Among the lines below, a stretch begins at the one with "positive clicks: (39, 218)" and ends at the one with "99L0 102V236H227L233 116L194". Repeat that stretch exactly, ends included.

[Opening INPUT section]

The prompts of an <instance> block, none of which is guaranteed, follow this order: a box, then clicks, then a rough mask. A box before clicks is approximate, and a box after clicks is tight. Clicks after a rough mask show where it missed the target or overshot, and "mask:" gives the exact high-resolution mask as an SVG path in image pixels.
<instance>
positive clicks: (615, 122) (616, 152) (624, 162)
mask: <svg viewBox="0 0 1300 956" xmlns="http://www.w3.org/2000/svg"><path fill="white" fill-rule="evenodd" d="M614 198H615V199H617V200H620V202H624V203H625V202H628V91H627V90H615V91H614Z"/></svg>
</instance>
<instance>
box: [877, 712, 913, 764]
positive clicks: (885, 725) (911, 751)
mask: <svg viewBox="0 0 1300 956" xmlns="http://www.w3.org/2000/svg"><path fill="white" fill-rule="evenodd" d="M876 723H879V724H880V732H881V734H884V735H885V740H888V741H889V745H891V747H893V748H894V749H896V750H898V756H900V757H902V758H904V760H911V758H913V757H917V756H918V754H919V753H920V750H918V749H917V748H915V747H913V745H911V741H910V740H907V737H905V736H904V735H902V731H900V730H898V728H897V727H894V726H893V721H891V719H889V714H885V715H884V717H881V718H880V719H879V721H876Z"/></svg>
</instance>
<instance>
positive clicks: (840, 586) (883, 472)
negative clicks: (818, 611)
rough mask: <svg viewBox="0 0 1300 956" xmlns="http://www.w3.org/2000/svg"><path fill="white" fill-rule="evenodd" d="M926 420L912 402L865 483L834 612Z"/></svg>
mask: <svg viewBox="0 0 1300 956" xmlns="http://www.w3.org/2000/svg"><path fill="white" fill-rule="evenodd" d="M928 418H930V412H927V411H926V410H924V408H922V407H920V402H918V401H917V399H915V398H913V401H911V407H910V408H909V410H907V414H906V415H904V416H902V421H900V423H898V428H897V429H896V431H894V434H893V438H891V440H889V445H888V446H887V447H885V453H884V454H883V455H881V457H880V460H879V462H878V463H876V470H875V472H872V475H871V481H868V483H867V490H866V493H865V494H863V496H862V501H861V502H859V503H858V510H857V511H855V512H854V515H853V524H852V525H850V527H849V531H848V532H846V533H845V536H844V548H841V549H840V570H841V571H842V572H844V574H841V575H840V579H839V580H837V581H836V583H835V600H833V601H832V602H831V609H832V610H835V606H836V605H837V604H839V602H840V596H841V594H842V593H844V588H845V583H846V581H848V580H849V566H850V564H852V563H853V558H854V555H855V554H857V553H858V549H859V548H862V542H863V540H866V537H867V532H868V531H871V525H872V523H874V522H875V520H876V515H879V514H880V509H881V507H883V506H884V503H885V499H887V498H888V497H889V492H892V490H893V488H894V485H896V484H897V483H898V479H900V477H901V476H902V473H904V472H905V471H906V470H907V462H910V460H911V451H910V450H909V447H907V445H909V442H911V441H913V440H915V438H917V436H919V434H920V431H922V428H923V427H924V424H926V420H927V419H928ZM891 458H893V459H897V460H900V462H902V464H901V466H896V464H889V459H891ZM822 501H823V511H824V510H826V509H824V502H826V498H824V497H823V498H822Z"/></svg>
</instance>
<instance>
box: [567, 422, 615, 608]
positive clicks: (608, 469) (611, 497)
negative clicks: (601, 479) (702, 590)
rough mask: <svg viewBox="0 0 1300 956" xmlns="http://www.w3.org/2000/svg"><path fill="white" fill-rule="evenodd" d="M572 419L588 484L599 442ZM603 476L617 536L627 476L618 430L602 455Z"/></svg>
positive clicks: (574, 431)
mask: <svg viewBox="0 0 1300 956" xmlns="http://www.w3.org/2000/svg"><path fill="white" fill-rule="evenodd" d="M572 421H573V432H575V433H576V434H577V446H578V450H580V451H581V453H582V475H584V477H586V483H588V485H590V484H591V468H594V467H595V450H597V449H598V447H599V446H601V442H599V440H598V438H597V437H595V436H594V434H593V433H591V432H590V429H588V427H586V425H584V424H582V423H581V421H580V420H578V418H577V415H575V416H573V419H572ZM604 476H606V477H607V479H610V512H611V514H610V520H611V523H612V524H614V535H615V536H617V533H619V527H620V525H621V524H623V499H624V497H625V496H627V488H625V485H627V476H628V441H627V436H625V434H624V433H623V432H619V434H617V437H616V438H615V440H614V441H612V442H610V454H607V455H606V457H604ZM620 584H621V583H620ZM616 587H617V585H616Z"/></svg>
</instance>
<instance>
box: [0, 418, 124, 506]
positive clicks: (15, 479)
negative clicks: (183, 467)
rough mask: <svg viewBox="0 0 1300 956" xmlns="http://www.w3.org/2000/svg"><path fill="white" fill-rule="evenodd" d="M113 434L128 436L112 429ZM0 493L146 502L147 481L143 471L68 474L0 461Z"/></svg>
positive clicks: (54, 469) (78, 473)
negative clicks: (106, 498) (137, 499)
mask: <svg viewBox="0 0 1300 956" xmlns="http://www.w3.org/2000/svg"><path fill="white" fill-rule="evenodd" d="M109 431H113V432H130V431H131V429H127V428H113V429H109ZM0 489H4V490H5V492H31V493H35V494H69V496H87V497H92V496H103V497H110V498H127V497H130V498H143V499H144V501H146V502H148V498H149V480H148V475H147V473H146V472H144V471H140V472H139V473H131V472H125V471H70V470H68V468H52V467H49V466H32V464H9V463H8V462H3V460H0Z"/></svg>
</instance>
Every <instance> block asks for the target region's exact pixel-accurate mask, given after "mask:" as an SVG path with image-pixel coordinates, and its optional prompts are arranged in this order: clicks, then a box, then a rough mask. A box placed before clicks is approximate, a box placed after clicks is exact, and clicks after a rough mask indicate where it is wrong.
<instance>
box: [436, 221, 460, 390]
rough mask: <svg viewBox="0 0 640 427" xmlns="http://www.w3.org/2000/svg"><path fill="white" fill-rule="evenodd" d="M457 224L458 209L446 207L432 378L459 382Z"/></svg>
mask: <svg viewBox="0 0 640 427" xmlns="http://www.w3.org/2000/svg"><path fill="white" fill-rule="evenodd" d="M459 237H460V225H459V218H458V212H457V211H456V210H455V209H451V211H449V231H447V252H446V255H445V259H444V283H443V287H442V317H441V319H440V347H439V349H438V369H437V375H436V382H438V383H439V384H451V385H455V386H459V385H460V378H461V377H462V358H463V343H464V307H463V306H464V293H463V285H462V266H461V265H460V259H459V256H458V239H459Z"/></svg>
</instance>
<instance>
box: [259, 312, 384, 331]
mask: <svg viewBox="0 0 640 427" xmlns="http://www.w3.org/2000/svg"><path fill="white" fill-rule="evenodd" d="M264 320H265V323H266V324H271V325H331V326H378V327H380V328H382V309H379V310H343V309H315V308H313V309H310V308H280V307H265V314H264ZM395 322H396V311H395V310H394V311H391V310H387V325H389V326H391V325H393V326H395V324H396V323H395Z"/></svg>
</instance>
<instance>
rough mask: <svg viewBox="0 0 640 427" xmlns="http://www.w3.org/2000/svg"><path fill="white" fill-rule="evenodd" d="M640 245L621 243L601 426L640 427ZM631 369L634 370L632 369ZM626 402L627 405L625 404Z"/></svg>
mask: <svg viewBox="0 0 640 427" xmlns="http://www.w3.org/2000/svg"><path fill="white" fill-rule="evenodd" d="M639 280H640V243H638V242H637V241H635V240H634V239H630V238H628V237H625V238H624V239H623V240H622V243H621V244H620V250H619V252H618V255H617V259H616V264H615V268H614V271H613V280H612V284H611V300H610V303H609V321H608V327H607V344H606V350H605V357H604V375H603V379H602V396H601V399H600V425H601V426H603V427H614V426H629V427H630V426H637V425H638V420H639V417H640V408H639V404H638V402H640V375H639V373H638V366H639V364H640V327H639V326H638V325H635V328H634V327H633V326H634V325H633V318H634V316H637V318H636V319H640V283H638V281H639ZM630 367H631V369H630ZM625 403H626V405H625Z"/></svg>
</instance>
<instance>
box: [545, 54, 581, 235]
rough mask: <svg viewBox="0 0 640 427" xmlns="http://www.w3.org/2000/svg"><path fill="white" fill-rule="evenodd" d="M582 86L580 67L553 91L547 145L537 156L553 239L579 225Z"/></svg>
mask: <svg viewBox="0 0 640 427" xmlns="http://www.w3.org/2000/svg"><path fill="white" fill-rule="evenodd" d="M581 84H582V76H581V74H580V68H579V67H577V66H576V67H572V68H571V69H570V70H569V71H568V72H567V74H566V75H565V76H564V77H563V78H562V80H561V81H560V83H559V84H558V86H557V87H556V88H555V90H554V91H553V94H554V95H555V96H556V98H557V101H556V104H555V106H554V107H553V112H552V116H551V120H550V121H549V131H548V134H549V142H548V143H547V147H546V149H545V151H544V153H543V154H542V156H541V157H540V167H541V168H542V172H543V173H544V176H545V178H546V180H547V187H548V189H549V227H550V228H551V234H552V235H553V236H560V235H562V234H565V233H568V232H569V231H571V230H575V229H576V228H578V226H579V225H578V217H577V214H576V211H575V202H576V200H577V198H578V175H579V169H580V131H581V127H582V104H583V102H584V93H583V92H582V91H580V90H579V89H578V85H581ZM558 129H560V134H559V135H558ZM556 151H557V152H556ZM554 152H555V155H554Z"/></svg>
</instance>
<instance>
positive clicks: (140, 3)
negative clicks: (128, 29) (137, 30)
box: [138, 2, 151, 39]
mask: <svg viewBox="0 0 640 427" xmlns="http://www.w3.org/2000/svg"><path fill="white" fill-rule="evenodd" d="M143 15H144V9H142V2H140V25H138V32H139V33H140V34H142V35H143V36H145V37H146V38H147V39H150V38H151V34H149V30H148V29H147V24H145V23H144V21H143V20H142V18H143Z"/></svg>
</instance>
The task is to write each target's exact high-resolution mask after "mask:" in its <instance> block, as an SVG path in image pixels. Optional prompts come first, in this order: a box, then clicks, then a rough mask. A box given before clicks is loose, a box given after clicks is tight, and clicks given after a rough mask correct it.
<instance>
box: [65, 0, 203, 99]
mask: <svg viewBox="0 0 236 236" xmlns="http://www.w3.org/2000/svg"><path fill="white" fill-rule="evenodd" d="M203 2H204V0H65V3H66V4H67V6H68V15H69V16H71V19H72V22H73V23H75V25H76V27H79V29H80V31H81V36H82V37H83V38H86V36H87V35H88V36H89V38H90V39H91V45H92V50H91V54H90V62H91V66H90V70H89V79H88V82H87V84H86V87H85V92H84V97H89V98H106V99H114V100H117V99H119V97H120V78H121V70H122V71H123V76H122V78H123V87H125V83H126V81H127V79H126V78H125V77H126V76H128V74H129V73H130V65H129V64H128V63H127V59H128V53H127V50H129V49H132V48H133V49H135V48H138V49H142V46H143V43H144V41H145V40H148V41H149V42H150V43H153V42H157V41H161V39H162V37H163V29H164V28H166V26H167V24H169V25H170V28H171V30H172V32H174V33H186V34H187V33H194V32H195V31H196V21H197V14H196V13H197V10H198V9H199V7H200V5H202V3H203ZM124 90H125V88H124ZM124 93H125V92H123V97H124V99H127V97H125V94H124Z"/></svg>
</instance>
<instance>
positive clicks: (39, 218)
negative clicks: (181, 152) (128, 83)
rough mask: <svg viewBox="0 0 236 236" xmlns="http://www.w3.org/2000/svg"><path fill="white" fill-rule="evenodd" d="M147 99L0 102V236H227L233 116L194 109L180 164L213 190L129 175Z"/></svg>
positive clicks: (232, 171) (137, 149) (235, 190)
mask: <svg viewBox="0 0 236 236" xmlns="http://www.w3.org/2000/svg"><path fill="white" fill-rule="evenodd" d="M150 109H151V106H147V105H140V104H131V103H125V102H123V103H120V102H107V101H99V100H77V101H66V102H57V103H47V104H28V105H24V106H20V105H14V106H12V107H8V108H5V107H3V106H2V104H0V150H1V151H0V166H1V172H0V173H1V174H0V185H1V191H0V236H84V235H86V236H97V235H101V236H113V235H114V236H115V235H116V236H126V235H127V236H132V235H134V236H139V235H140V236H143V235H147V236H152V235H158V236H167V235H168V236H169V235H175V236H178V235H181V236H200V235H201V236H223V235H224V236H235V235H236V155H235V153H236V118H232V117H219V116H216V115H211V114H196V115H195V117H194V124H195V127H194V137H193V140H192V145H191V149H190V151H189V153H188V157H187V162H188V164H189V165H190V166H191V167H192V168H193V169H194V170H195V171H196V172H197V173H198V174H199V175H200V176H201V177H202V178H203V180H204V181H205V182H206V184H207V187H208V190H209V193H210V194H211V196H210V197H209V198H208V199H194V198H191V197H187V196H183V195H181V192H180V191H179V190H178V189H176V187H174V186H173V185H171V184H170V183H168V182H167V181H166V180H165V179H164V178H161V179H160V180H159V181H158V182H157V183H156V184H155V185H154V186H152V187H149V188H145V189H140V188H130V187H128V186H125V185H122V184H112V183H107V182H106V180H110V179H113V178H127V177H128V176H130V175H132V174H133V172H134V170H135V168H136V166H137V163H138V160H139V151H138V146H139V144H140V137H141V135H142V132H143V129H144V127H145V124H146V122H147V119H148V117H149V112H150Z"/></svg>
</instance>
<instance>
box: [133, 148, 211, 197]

[Closing INPUT section]

ANSWER BELOW:
positive clicks: (39, 218)
negative clicks: (181, 152) (128, 83)
rough mask: <svg viewBox="0 0 236 236" xmlns="http://www.w3.org/2000/svg"><path fill="white" fill-rule="evenodd" d="M147 99L0 102V236H227L233 116L194 109L180 164L213 190L129 175Z"/></svg>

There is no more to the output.